# Start of Document

# BananaTracker - Optimized for Ice Hockey

This notebook demonstrates the OPTIMIZED MOT tracking pipeline with:
- **Batch SAM2.1 Inference** - Process all boxes in single forward pass
- **Pre-computed Mask Statistics** - Avoid np.unique() inside nested loops
- **Vectorized Kalman Operations** - Batch velocity zeroing for lost tracks
- **Memory Management** - Periodic GPU cache clearing to prevent OOM
- **ECC Motion Compensation** - Better for fast motion and camera jitter
- **Auto FPS Detection** - Buffer scales automatically with video fps
- **Extended Track Buffer** - 1.5 seconds for occlusion handling (memory-balanced)
- **Grace Period for Unconfirmed Tracks** - 4 frames before removal

## Performance Targets
- FPS: 15-30+ (2-3x improvement)
- Better detection (catch more objects)
- Stable tracking (fewer ID switches)
- Track through occlusions (ice hockey player collisions)
- No GPU OOM crashes on long videos

## Cell 1: Install Dependencies

In [None]:
# Install required packages
!pip install ultralytics opencv-python-headless tqdm
!pip install lap cython_bbox  # For ByteTrack tracker core

# Install SAM2.1 dependencies (HuggingFace transformers)

# End of Document

→ **Problem**: Can you retype the whole BananaTracker notebook page word for word?

# Start of Rows

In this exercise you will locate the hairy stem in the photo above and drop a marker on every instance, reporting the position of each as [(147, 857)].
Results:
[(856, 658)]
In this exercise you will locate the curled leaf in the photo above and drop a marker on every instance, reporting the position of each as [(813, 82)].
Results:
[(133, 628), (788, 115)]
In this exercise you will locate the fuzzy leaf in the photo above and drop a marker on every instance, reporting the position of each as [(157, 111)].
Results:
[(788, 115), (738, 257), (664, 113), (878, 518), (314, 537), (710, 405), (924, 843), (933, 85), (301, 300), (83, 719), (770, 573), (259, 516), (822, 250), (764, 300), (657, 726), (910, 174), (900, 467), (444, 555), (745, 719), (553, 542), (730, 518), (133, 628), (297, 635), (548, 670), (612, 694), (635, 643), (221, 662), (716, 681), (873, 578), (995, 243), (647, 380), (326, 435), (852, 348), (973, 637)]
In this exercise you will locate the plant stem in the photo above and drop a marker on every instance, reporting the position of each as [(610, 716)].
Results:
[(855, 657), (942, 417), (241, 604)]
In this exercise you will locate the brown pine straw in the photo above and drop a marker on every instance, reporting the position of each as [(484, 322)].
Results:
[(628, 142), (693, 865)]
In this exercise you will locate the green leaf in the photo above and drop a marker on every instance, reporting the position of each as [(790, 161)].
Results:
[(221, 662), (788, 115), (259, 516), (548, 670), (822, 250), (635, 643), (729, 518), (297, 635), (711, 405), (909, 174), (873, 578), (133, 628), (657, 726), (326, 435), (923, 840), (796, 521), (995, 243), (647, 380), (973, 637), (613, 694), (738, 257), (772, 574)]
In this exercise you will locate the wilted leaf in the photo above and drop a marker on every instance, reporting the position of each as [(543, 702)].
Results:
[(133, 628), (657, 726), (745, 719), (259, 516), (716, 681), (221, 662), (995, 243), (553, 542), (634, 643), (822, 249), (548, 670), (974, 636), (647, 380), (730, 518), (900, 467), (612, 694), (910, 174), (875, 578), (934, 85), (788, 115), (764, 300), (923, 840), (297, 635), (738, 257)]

# End of Rows

→ **The response**:
# BananaTracker - Optimized for Ice Hockey

This notebook demonstrates the OPTIMIZED MOT tracking pipeline with:
- **Batch SAM2.1 Inference** - Process all boxes in single forward pass
- **Pre-computed Mask Statistics** - Avoid np.unique() inside nested loops
- **Vectorized Kalman Operations** - Batch velocity zeroing for lost tracks
- **Memory Management** - Periodic GPU cache clearing to prevent OOM
- **ECC Motion Compensation** - Better for fast motion and camera jitter
- **Auto FPS Detection** - Buffer scales automatically with video fps
- **Extended Track Buffer** - 1.5 seconds for occlusion handling (memory-balanced)
- **Grace Period for Unconfirmed Tracks** - 4 frames before removal

## Performance Targets
- FPS: 15-30+ (2-3x improvement)
- Better detection (catch more objects)
- Stable tracking (fewer ID switches)
- Track through occlusions (ice hockey player collisions)
- No GPU OOM crashes on long videos

## Cell 1: Install Dependencies

In [None]:
# Install required packages
!pip install ultralytics opencv-python-headless tqdm
!pip install lap cython_bbox  # For ByteTrack tracker core

# Install SAM2.1 dependencies (HuggingFace transformers)